Text provided:
* * * * *

While the present set is a superb collection of classic MJQ recordings, it only tells part of the story. The Modern Jazz Quartet was amazing when they performed live, and I believe that someone—preferably Mosaic—should produce a companion box set with the MJQ’s best live recordings. It might be best for such a set to go beyond the Atlantic recordings, so as to include the group’s Newport Jazz Festival sets (particularly the 1956 set), the 1957 performances at the Chicago Opera House and the Donaueschingen Music Festival (both currently owned by Universal), plus the Atlantic live albums, “European Concert” (currently only available on CD with reversed stereo channels and minus Lewis’ spoken introductions), “Dedicated to Connie”, “Blues at Carnegie Hall” and “Live at the Lighthouse”. We may never hear another group that captures the MJQ’s unique balance of supremely executed ensemble passages and riveting solos. If the recordings provide our only viable connection to these masters, they need to be available for many years to come.


“THE COMPLETE LOUIS ARMSTRONG COLUMBIA & RCA VICTOR STUDIO SESSIONS, 1946-1966” (Mosaic 270)

* * * * *

Supplied data:
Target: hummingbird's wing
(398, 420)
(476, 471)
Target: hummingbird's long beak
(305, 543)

* * * * *

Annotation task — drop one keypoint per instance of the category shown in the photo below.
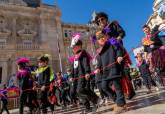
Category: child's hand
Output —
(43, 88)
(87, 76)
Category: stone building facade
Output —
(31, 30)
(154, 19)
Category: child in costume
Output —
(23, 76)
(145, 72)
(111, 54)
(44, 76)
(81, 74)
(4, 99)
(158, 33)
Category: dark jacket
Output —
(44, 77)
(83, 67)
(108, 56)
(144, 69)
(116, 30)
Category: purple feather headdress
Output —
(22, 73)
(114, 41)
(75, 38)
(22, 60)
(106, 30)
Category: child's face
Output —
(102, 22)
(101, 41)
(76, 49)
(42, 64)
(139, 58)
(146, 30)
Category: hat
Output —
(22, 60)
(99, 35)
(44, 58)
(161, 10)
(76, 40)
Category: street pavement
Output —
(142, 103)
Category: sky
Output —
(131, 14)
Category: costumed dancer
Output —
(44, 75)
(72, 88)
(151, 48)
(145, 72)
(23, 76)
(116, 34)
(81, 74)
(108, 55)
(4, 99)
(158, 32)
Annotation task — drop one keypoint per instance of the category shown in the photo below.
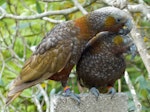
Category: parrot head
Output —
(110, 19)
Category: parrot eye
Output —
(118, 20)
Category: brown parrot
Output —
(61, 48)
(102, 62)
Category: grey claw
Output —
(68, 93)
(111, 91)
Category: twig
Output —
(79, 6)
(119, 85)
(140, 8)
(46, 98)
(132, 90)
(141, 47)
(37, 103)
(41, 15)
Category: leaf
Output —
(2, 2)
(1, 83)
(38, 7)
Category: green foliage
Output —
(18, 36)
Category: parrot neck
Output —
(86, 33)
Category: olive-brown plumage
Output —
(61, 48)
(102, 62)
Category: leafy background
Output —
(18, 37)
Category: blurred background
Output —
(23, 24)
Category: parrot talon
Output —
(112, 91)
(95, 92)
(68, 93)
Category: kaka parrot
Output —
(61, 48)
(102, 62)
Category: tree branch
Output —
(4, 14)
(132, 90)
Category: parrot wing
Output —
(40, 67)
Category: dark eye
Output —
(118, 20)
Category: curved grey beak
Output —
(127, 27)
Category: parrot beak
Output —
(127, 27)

* * * * *

What to do:
a) Tally the lines in the records that contain the string "beak", with case counting, and give only the number.
b) Please resume the jazz box-set review from the point where it stops.

Results for each task:
a) 3

b)
Highly anticipated and severely delayed, Mosaic’s new collection “The Complete Louis Armstrong Columbia & RCA Victor Studio Sessions, 1946-1966” has finally arrived, showcasing three remarkable albums, “Louis Armstrong Plays W.C. Handy”, “Satch Plays Fats” [Waller] and “The Real Ambassadors”, along with singles and collaborations. The music is thematically distributed across the 7 discs, with the singles and collaborations appearing on discs 1 and 2, “Handy” spread over discs 3 and 4, with “Fats” and “Ambassadors” splitting discs 5-7. The accompanying booklet is massive, with much of its 44 pages holding Ricky Riccardi’s exhaustive 30,000-word essay and an impressively detailed discography, both of which guide us through the creation and editing of each performance (The latter feature is particularly helpful for the sessions originally produced by George Avakian, which will be fully discussed below).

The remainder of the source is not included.